必要に応じて調べ直しながら、レポートの完成度を高めていった。
流通に関しての理解がまだ不十分であるという児童からの求めを受け、トラックの運転手の人にインタビューを行なった。時間の都合上、教師がインタビューを行い、分かったことを児童に伝えた。
トラックで運ぶってことは分かったし、高速道路が関係していることもわかったんだけど、実際に運んでいる人の話を聞いて、詳しく知りたい。
実際にTOTOのトイレを運んでいたトラックの運転手の人に聞いた話
- かなり重たいから機械をつかって積み下ろしを行う。
- 1日で福岡から東京まで高速道路を走って運ぶ。
- 荷台をリレーして港まで運ぶこともある。
- かなり大変。睡眠時間が削られるし、体力も使う。
ただ、来年(2024年)から法律が変わるので、働く時間がかなり短くなる。
給料のことを考えると、法律が変わるのは心配。
人手が足りないことも課題。 - ミスがあったら作った人、お客さんなど、色んな人に迷惑がかかるので、TOTOなどのメーカーとしっかりと打ち合わせを行なっている。
- トラックは1台2億円以上する。だから安全運転を心がけている。
Step5:いかす段階
いかす段階では、社会への関わり方を考える。
子どもたちが追究を通して、見つけた日本の工業生産の課題は、「人材育成」であった。そのため、この課題を子どもたちに考えさせるのは、実感が湧かず、難しいと考えた。
令和5年度の福岡県のテーマから、目指す子どもの姿を参照すると、以下のように書かれている。
- 【思考力、判断力、表現力】
「問い」をくり返しながら、社会的事象の特色や意味について考えたり、社会への関わり方を選択・判断したりする姿 - 【学びに向かう力・人間性等】
「問い」をくり返すことで獲得した知識を、よりよい社会を実現するための課題解決に生かそうとする姿
これを受け、今回の単元におけるいかす段階の「問い」は、以下のようにした。

(ポイントラベリング用データセットの抜粋)
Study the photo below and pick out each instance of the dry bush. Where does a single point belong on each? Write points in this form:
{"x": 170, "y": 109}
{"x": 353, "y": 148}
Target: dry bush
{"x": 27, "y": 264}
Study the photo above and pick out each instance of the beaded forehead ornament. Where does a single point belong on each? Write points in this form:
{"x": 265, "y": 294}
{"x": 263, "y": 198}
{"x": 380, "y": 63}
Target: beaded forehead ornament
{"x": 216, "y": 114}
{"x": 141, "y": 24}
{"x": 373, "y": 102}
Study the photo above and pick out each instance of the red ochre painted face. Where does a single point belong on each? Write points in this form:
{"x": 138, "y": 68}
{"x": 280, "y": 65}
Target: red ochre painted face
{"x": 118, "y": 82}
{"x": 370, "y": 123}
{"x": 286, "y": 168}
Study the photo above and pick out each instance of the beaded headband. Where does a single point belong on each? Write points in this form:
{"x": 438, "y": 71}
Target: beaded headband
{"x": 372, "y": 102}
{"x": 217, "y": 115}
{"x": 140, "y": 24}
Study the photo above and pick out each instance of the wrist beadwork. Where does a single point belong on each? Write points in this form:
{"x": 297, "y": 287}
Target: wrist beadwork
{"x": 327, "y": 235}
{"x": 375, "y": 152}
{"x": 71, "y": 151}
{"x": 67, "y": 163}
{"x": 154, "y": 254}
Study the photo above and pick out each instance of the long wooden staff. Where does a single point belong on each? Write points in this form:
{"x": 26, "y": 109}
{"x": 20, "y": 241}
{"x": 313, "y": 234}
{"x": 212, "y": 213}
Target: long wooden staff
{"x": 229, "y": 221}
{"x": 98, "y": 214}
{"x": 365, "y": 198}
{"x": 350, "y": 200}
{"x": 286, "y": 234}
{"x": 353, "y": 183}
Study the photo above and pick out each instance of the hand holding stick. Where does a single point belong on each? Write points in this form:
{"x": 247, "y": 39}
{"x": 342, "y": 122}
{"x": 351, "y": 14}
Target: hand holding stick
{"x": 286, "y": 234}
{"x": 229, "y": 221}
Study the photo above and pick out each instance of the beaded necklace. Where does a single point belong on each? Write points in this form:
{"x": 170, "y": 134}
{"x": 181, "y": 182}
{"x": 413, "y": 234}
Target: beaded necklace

指示 A:
授業記録から、「トラックで運ぶってことは分か」から「給料のことを考えると、法律が変わるのは心配。」までを、両端の語句も含めてそのまま書き出してください。
指示 B:
授業記録の「流通に関しての理解が」で始まる段落を、要点を残して短く書き直すこと。
ここにある資料は、授業記録とは無関係の別資料である。

出力結果 A:
トラックで運ぶってことは分かったし、高速道路が関係していることもわかったんだけど、実際に運んでいる人の話を聞いて、詳しく知りたい。
実際にTOTOのトイレを運んでいたトラックの運転手の人に聞いた話
- かなり重たいから機械をつかって積み下ろしを行う。
- 1日で福岡から東京まで高速道路を走って運ぶ。
- 荷台をリレーして港まで運ぶこともある。
- かなり大変。睡眠時間が削られるし、体力も使う。
ただ、来年(2024年)から法律が変わるので、働く時間がかなり短くなる。
給料のことを考えると、法律が変わるのは心配。

出力結果 B:
流通の理解がまだ不十分だという児童の求めを受け、トラック運転手へのインタビューを行った。時間の都合で教師が話を聞き、分かったことを児童に伝えた。